--- start of Records to use ---

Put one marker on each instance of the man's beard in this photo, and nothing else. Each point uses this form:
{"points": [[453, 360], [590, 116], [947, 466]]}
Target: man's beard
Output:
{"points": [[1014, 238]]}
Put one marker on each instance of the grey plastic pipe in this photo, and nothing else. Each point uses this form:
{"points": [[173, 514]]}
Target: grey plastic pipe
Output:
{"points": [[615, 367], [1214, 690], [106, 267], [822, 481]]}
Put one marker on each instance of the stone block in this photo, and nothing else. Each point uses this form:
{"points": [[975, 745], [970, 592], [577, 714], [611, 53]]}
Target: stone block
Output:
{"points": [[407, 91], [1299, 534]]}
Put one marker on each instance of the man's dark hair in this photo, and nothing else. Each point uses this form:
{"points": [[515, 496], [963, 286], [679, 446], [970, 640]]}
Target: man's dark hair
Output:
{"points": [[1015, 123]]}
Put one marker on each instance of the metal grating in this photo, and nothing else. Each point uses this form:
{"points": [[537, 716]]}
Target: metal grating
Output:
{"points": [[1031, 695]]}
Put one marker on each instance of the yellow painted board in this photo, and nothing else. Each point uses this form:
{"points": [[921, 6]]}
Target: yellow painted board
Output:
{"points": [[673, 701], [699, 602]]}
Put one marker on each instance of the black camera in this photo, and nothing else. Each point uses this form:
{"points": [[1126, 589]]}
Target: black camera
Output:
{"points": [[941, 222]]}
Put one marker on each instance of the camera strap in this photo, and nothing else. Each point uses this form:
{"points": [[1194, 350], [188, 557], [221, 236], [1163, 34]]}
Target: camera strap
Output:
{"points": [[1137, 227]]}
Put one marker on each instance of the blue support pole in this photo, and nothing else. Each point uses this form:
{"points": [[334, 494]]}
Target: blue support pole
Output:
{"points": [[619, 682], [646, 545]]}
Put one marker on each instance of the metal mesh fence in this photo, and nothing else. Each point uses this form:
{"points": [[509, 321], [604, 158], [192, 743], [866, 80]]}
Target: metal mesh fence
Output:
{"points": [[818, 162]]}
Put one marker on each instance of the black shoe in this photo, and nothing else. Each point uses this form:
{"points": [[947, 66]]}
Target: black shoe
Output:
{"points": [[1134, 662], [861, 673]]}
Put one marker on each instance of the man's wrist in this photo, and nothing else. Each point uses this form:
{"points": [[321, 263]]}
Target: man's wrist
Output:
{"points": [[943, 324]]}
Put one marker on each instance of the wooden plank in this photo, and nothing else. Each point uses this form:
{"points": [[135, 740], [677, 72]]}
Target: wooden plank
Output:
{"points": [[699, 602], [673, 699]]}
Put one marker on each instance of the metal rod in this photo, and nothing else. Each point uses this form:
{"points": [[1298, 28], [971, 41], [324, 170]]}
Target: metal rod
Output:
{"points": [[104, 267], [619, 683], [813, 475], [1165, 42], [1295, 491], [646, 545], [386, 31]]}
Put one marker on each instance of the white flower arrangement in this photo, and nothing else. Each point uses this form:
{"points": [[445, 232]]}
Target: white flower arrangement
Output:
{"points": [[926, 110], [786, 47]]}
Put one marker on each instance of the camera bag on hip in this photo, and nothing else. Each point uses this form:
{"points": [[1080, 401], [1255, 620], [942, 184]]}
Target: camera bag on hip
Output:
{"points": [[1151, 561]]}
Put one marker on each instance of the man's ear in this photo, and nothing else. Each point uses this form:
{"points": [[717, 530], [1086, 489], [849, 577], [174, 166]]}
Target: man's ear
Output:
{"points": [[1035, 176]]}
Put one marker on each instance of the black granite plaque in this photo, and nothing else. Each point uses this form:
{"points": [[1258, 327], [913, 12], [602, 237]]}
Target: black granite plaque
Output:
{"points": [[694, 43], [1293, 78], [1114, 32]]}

--- end of Records to use ---

Give back all of the records above, copied word for word with nothing changed.

▶ Solution for this task:
Put one marker on each instance of the man's beard in this photo, and nothing else. Each point uses this form:
{"points": [[453, 360], [590, 116], [947, 466]]}
Target: man's beard
Output:
{"points": [[1014, 238]]}
Put one marker on each instance of the grey plastic pipe in this photo, and nothing else. Each point uses this form:
{"points": [[173, 514]]}
Target: grey plastic pipe
Output:
{"points": [[615, 367], [1214, 690], [106, 267], [822, 481]]}
Put one marker on each instance of the stone block in this photo, and nothing else. Each point uses this form:
{"points": [[975, 745], [970, 592], [577, 714], [611, 53]]}
Target: stone block
Output:
{"points": [[407, 91], [1299, 534]]}
Put one marker on each instance of the man's dark hair in this photo, and nothing else. Each point uses this form:
{"points": [[515, 496], [963, 286], [679, 446], [970, 640]]}
Target: man's dark hair
Output:
{"points": [[1015, 123]]}
Put one marker on each instance of the metal grating in this photo, and nothing else. Each point uses this form:
{"points": [[537, 716]]}
Target: metal grating
Output:
{"points": [[1031, 695]]}
Put one marker on each instance of the yellow painted board in this photo, and nothing else. Each point uses this form:
{"points": [[921, 6]]}
Target: yellow painted board
Output:
{"points": [[673, 701], [699, 602]]}
Put one marker on each instance of the black camera in this photo, and nothing else. Each point uses this form:
{"points": [[1126, 589]]}
Target: black camera
Output:
{"points": [[941, 222]]}
Put one marker on each instance of the camera strap in this photo, and nothing else. Each point uses this form:
{"points": [[1194, 350], [188, 557], [221, 236], [1163, 34]]}
Target: camera strap
Output:
{"points": [[1137, 227]]}
Put one marker on each instance of the blue support pole in this photo, and nothing else. Each point uses this form:
{"points": [[334, 494]]}
Target: blue support pole
Output:
{"points": [[619, 682], [646, 545]]}
Put one marker on each instance of the metal mesh fence in this photo, and nothing else. Each point uses this form:
{"points": [[509, 321], [604, 158], [192, 743], [866, 80]]}
Target: metal mesh fence
Output:
{"points": [[818, 162]]}
Put one marker on each instance of the black shoe in this photo, and nothing else. Each point uses this form:
{"points": [[947, 66]]}
Target: black shoe
Output:
{"points": [[1134, 662], [861, 673]]}
Put one marker on each instance of the man's wrist in this photo, and nothing else. Each point uses this form:
{"points": [[321, 263]]}
Target: man's wrist
Output:
{"points": [[943, 324]]}
Put one marker on each instance of the wooden plank in this photo, and nothing else. Each point uses this form:
{"points": [[135, 740], [677, 72]]}
Target: wooden plank
Output:
{"points": [[699, 602], [673, 699]]}
Put one marker on each instance of the metal rod in this photo, and nothing else. Each point uses this form:
{"points": [[1298, 28], [971, 41], [324, 170]]}
Target: metal rod
Output:
{"points": [[104, 267], [619, 683], [813, 475], [1165, 42], [1295, 491], [646, 545], [386, 31]]}
Put one marker on each instance of the white flower arrangement in this photo, and nothing else. Each point uses this form:
{"points": [[445, 232]]}
Target: white flower arrangement
Output:
{"points": [[926, 110], [786, 47]]}
Put one marker on each instance of the camera bag on hip in this photo, and nothing else. Each point uses this form:
{"points": [[1080, 401], [1255, 620], [942, 184]]}
Target: camera bag on hip
Output:
{"points": [[1151, 561]]}
Put one marker on each instance of the man's ear in this photo, and nothing else. Each point uses this form:
{"points": [[717, 530], [1086, 489], [849, 577], [174, 166]]}
Target: man's ear
Output:
{"points": [[1035, 176]]}
Put one marker on each instance of the black granite plaque in this photo, and nothing else. Each point uses this form:
{"points": [[1258, 327], [913, 12], [602, 237]]}
Target: black granite plaque
Output:
{"points": [[694, 43], [1293, 78], [1114, 32]]}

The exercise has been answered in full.